What the task asks> The records that follow must be repeated verbatim, every one of them.

---- Given data

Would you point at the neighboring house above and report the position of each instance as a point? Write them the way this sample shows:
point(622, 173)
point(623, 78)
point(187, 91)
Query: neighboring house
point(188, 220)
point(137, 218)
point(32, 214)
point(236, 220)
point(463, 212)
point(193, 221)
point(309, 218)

--------

Right answer>
Would you point at the neighboring house above and report the position of each instance as a point? Write them the way this sample shows:
point(622, 173)
point(623, 78)
point(187, 91)
Query: neighboring house
point(188, 220)
point(137, 218)
point(32, 214)
point(236, 220)
point(463, 212)
point(193, 221)
point(309, 218)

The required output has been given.